WORK TO DO.
Reproduce word for word the lines of the entries below, starting with the line that contains "Q: Tag each instance of the sloth in" and continuing through the last line of the entries, both included.

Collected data
╔══

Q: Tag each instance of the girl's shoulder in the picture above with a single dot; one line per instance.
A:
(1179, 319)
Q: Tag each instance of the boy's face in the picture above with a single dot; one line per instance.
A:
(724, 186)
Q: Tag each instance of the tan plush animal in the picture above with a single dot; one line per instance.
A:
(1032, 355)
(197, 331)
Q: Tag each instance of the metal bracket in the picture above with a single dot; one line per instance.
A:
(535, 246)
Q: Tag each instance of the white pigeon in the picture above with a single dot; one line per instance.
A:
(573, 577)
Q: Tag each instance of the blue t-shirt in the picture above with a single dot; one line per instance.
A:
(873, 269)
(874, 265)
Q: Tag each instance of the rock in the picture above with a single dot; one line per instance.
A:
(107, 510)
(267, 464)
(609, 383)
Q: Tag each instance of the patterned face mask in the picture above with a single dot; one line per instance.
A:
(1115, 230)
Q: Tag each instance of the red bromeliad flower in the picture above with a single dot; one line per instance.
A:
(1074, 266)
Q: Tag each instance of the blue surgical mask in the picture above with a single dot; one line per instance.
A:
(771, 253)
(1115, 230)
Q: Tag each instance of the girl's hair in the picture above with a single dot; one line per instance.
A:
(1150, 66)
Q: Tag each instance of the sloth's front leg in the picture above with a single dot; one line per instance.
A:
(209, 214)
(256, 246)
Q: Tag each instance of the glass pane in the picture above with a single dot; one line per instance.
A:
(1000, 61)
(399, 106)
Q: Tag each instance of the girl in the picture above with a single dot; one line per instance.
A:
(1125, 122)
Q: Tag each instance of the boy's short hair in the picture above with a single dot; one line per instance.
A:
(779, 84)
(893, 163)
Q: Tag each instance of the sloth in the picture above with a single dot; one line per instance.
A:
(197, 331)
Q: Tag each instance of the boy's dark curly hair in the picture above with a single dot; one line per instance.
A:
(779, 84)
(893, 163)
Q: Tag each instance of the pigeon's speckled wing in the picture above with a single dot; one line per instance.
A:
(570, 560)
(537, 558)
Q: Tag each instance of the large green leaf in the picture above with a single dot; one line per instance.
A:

╚══

EXERCISE RESULT.
Q: Tag each instance of the sloth in the picture above with a single dot; one line per instance.
A:
(197, 331)
Q: Tag each instance of the boy's dark curly hair in the picture above with a single dot; one line per instance.
A:
(779, 84)
(893, 163)
Q: Tag each instance of the pigeon's speckled wing in the picture above with a single dot; one line per instance.
A:
(570, 560)
(537, 558)
Q: Tag each instance of the large green leaf in the picture above with a single dot; one line per instance.
A:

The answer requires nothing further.